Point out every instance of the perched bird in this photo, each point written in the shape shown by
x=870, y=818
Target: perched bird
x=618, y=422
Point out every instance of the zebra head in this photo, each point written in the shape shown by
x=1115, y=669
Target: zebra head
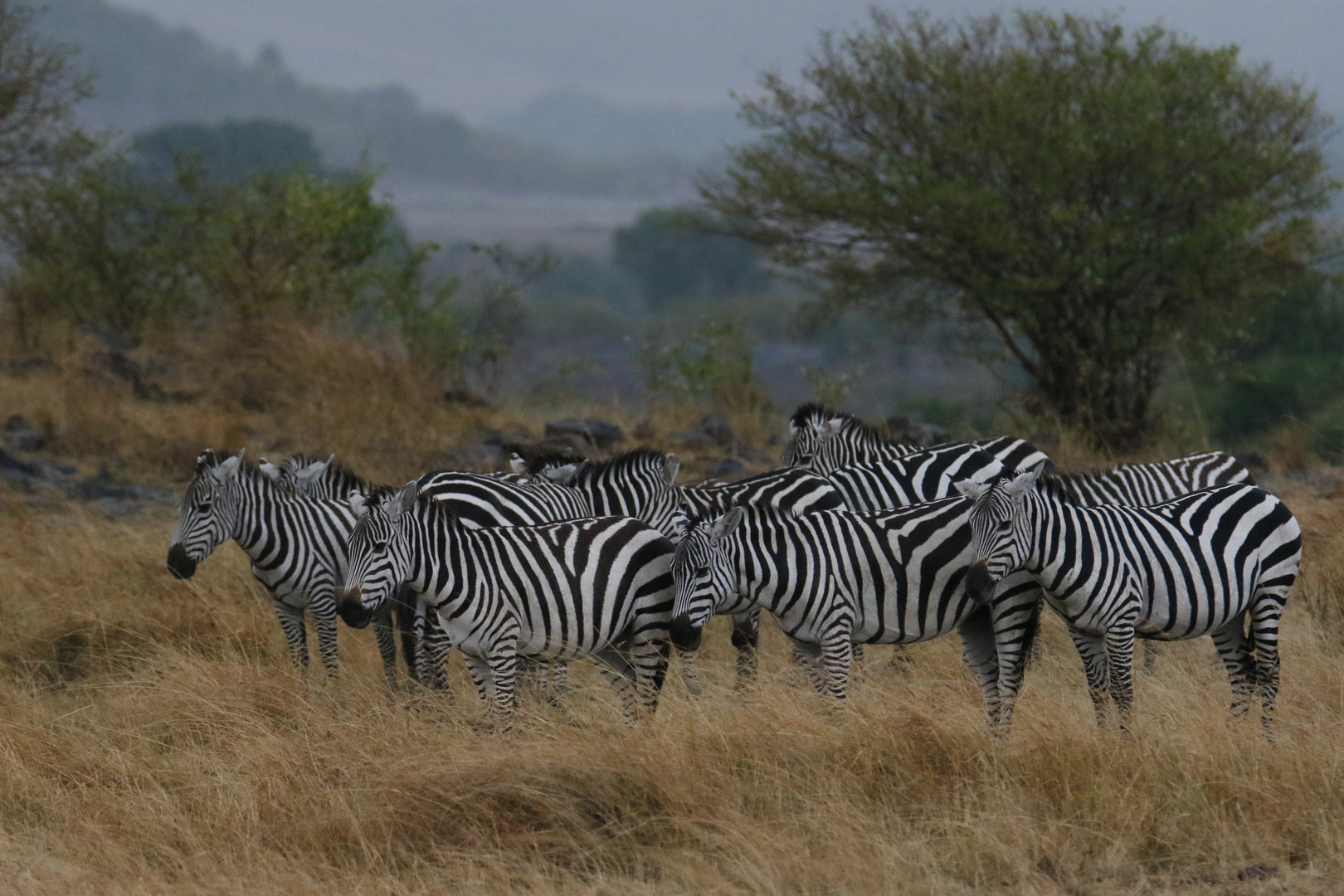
x=999, y=540
x=704, y=574
x=379, y=551
x=806, y=427
x=207, y=512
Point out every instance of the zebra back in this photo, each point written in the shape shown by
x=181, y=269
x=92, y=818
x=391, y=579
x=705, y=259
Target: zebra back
x=913, y=479
x=789, y=489
x=1146, y=484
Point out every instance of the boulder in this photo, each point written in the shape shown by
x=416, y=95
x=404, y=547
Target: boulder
x=598, y=434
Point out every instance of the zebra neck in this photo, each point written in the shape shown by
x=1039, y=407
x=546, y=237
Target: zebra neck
x=1054, y=531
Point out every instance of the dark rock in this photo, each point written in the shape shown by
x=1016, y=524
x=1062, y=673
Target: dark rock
x=718, y=429
x=728, y=469
x=465, y=398
x=598, y=434
x=23, y=436
x=1259, y=871
x=693, y=440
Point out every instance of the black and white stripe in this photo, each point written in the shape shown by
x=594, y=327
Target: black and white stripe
x=791, y=490
x=838, y=578
x=1203, y=563
x=296, y=544
x=552, y=592
x=823, y=441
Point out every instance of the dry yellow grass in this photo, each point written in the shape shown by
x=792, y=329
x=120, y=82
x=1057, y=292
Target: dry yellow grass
x=155, y=739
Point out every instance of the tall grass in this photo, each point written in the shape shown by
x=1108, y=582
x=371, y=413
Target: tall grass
x=153, y=737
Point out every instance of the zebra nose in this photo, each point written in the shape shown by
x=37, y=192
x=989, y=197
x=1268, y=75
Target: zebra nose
x=684, y=635
x=180, y=564
x=980, y=586
x=353, y=610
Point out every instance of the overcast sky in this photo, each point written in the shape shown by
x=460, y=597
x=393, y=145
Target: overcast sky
x=485, y=58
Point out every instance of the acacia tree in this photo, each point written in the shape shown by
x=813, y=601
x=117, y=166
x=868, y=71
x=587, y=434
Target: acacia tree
x=1093, y=197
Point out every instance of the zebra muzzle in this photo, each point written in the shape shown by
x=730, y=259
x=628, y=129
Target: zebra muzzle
x=353, y=610
x=179, y=563
x=979, y=585
x=684, y=635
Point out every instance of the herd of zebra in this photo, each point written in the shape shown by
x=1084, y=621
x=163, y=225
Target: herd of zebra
x=855, y=540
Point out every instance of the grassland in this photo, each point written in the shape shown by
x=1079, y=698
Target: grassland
x=155, y=739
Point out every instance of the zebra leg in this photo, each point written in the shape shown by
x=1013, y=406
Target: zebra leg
x=624, y=677
x=746, y=637
x=1149, y=655
x=1237, y=659
x=977, y=649
x=386, y=646
x=483, y=677
x=431, y=661
x=691, y=676
x=324, y=621
x=503, y=661
x=1265, y=614
x=810, y=657
x=1093, y=650
x=1120, y=660
x=296, y=635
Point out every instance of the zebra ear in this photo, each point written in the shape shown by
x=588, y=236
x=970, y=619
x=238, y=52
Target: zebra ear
x=671, y=465
x=971, y=489
x=311, y=472
x=407, y=499
x=227, y=469
x=1025, y=481
x=724, y=524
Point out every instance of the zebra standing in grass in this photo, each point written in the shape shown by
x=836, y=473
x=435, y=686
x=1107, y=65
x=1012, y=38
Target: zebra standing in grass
x=552, y=592
x=791, y=490
x=1203, y=563
x=422, y=637
x=296, y=543
x=838, y=578
x=824, y=440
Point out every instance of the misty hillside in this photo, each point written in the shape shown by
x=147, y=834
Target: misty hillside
x=149, y=74
x=581, y=123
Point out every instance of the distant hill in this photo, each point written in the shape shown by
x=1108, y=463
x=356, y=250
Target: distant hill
x=149, y=74
x=581, y=123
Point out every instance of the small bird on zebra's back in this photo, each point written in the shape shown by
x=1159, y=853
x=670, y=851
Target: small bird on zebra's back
x=1216, y=562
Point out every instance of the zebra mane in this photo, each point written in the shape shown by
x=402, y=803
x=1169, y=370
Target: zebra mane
x=552, y=458
x=628, y=460
x=343, y=480
x=815, y=414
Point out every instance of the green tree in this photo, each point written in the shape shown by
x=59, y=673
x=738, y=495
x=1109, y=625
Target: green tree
x=1093, y=197
x=686, y=253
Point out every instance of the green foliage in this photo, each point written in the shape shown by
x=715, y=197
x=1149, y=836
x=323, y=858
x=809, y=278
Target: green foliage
x=686, y=253
x=95, y=249
x=1285, y=367
x=233, y=151
x=710, y=363
x=286, y=242
x=1093, y=197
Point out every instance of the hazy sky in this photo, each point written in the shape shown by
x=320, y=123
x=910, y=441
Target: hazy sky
x=483, y=58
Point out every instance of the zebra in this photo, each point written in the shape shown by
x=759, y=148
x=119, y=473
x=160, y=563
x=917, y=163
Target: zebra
x=1146, y=484
x=1199, y=564
x=554, y=592
x=296, y=544
x=791, y=489
x=421, y=633
x=824, y=440
x=838, y=578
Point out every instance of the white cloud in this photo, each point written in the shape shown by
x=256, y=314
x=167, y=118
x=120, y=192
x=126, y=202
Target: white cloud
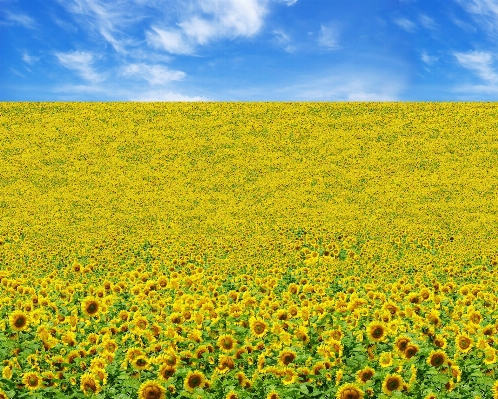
x=171, y=41
x=328, y=37
x=347, y=83
x=405, y=24
x=485, y=13
x=154, y=74
x=428, y=59
x=109, y=19
x=80, y=62
x=288, y=2
x=427, y=22
x=21, y=19
x=220, y=19
x=284, y=40
x=480, y=62
x=29, y=59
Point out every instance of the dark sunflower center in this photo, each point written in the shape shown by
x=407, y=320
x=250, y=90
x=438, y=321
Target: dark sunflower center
x=259, y=328
x=288, y=358
x=92, y=308
x=377, y=332
x=350, y=394
x=194, y=381
x=392, y=384
x=464, y=343
x=366, y=376
x=168, y=373
x=152, y=393
x=437, y=360
x=33, y=381
x=90, y=385
x=20, y=322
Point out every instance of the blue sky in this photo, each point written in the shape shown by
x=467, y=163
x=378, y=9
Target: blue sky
x=248, y=50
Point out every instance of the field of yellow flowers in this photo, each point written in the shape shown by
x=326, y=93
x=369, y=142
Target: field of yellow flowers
x=248, y=250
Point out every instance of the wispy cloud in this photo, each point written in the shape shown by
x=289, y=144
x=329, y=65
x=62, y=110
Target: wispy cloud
x=21, y=19
x=427, y=22
x=29, y=59
x=210, y=20
x=171, y=41
x=485, y=13
x=109, y=19
x=479, y=62
x=284, y=41
x=329, y=36
x=288, y=2
x=405, y=24
x=80, y=62
x=428, y=59
x=154, y=74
# # # # #
* **Problem**:
Repeat all of the lines above word for word, but leave the pictures out of your answer.

* **The result**:
Point out every instance of the perched bird in this photo, each point written in the shape shown by
x=870, y=818
Target: perched bird
x=618, y=422
Point out every instance of the zebra head in this photo, each point written in the shape shown by
x=1115, y=669
Target: zebra head
x=999, y=540
x=704, y=574
x=379, y=551
x=806, y=427
x=207, y=512
Point out every instance of the zebra back in this photo, each point written in the shape shown by
x=181, y=269
x=92, y=818
x=391, y=579
x=705, y=259
Target: zebra back
x=913, y=479
x=789, y=489
x=1146, y=484
Point out every instance of the boulder in this photo, each point written in the shape shown by
x=416, y=95
x=404, y=547
Target: boulder
x=598, y=434
Point out every instance of the zebra neck in this photo, each point written in the shape shown by
x=1039, y=407
x=546, y=237
Target: zebra neck
x=1054, y=531
Point out every instance of the dark rock in this photo, each point written in the shape shown by
x=1016, y=524
x=1062, y=673
Target: dark rock
x=718, y=429
x=728, y=469
x=465, y=398
x=598, y=434
x=23, y=436
x=1259, y=871
x=693, y=440
Point out every instance of the black and white stripe in this photo, each point written in the shape shown by
x=594, y=327
Target: black and white stripe
x=791, y=490
x=838, y=578
x=1203, y=563
x=296, y=544
x=552, y=592
x=823, y=441
Point out every instance of the dry yellow grass in this photo, each point written in the shape shown by
x=792, y=329
x=120, y=82
x=1057, y=292
Target: dry yellow grass
x=155, y=739
Point out every instance of the tall grass in this photo, each point written in the shape shown by
x=1108, y=582
x=371, y=413
Target: tall grass
x=153, y=737
Point out every instance of the zebra nose in this photo, each point written in the shape shown by
x=37, y=192
x=989, y=197
x=1268, y=75
Target: zebra nose
x=684, y=635
x=180, y=564
x=980, y=586
x=353, y=610
Point out every instance of the overcast sky in this photo, each point written in the shape shown by
x=460, y=597
x=393, y=145
Target: overcast sky
x=485, y=58
Point out every instance of the acacia tree in this photo, each point written in the shape shown by
x=813, y=601
x=117, y=166
x=868, y=71
x=587, y=434
Target: acacia tree
x=1093, y=197
Point out every instance of the zebra muzzle in this photo, each point written in the shape shown by
x=730, y=259
x=628, y=129
Target: zebra muzzle
x=353, y=610
x=179, y=563
x=979, y=585
x=684, y=635
Point out every instance of the herd of zebra in this photo, each point written in the shape shown by
x=1084, y=621
x=163, y=225
Target: herd of zebra
x=855, y=540
Point out every instance of the grassland in this photo, each point written in the shape shown by
x=1079, y=698
Target: grassland
x=155, y=739
Point out every instance of the zebra leg in this photo, each point written in the shape shown by
x=1013, y=406
Target: zebra leg
x=624, y=677
x=746, y=637
x=1149, y=655
x=1237, y=659
x=977, y=649
x=386, y=646
x=483, y=677
x=431, y=661
x=691, y=676
x=324, y=621
x=503, y=661
x=1265, y=614
x=810, y=657
x=1093, y=650
x=1120, y=660
x=296, y=635
Point out every instance of the zebra ear in this photo, each point written in the shape shown by
x=588, y=236
x=970, y=619
x=238, y=52
Target: zebra ear
x=671, y=465
x=971, y=489
x=311, y=472
x=407, y=499
x=227, y=469
x=1025, y=481
x=724, y=524
Point out every instance of the zebra standing in grass in this photo, each point written in the shape shown by
x=836, y=473
x=435, y=686
x=1107, y=65
x=1012, y=38
Target: zebra standing in grass
x=552, y=592
x=791, y=490
x=1203, y=563
x=422, y=637
x=296, y=543
x=838, y=578
x=824, y=440
Point out every instance of the misty hillside in this photo, each point written in the shape shown by
x=147, y=834
Target: misty hillside
x=149, y=74
x=581, y=123
Point out every instance of the distant hill in this photo, each point written in the shape shown by
x=1108, y=463
x=356, y=250
Target: distant hill
x=149, y=74
x=581, y=123
Point out every instance of the small bird on zebra's back in this photo, each point written in the shape shown by
x=1159, y=853
x=670, y=851
Target: small bird on zebra's back
x=1216, y=562
Point out every instance of the zebra mane in this photo, each point written in the shape shown by
x=402, y=803
x=1169, y=370
Target: zebra mane
x=552, y=458
x=628, y=460
x=343, y=480
x=815, y=414
Point out every instance of the green tree in this photo, each point written in the shape shown by
x=59, y=673
x=738, y=495
x=1109, y=625
Target: green tree
x=1093, y=197
x=686, y=253
Point out every instance of the green foliage in this photo, each point written in the shape shown by
x=715, y=197
x=1149, y=836
x=323, y=858
x=809, y=278
Target: green foliage
x=686, y=253
x=95, y=249
x=1285, y=367
x=233, y=151
x=710, y=363
x=286, y=242
x=1093, y=197
Point out every instance of the hazy sky in this photo, each point written in the shape shown by
x=320, y=123
x=910, y=441
Target: hazy sky
x=483, y=58
Point out every instance of the zebra in this photo, each point written in the shape shown by
x=759, y=148
x=119, y=473
x=160, y=563
x=917, y=163
Target: zebra
x=1146, y=484
x=1199, y=564
x=554, y=592
x=296, y=544
x=791, y=489
x=421, y=633
x=824, y=440
x=838, y=578
Point out every instance of the white cloud in this photo, each point written in the shape shown by
x=256, y=314
x=167, y=118
x=120, y=192
x=126, y=202
Target: white cloud
x=171, y=41
x=328, y=37
x=347, y=83
x=405, y=24
x=485, y=13
x=154, y=74
x=428, y=59
x=109, y=19
x=80, y=62
x=288, y=2
x=427, y=22
x=21, y=19
x=220, y=19
x=284, y=40
x=480, y=62
x=29, y=59
Point out every instance of the dark sunflower center in this photo, each point written in the shape shown by
x=407, y=320
x=250, y=90
x=438, y=321
Target: dark sunflower center
x=259, y=328
x=288, y=358
x=92, y=308
x=377, y=332
x=350, y=394
x=194, y=381
x=392, y=384
x=464, y=343
x=366, y=376
x=168, y=373
x=152, y=393
x=437, y=360
x=33, y=381
x=90, y=385
x=20, y=322
Point out every instance of the blue sky in this photo, each point written in the shape shown by
x=467, y=163
x=378, y=9
Target: blue sky
x=248, y=50
Point out every instance of the field of yellow flowers in this photo, each point written in the shape shown by
x=326, y=93
x=369, y=142
Target: field of yellow flowers
x=248, y=250
Point out every instance of the wispy cloud in this photo, each point written in the shape shown by
x=289, y=144
x=329, y=65
x=62, y=110
Target: wispy cloud
x=21, y=19
x=427, y=22
x=29, y=59
x=210, y=20
x=171, y=41
x=485, y=13
x=109, y=19
x=479, y=62
x=284, y=41
x=329, y=36
x=288, y=2
x=405, y=24
x=80, y=62
x=428, y=59
x=154, y=74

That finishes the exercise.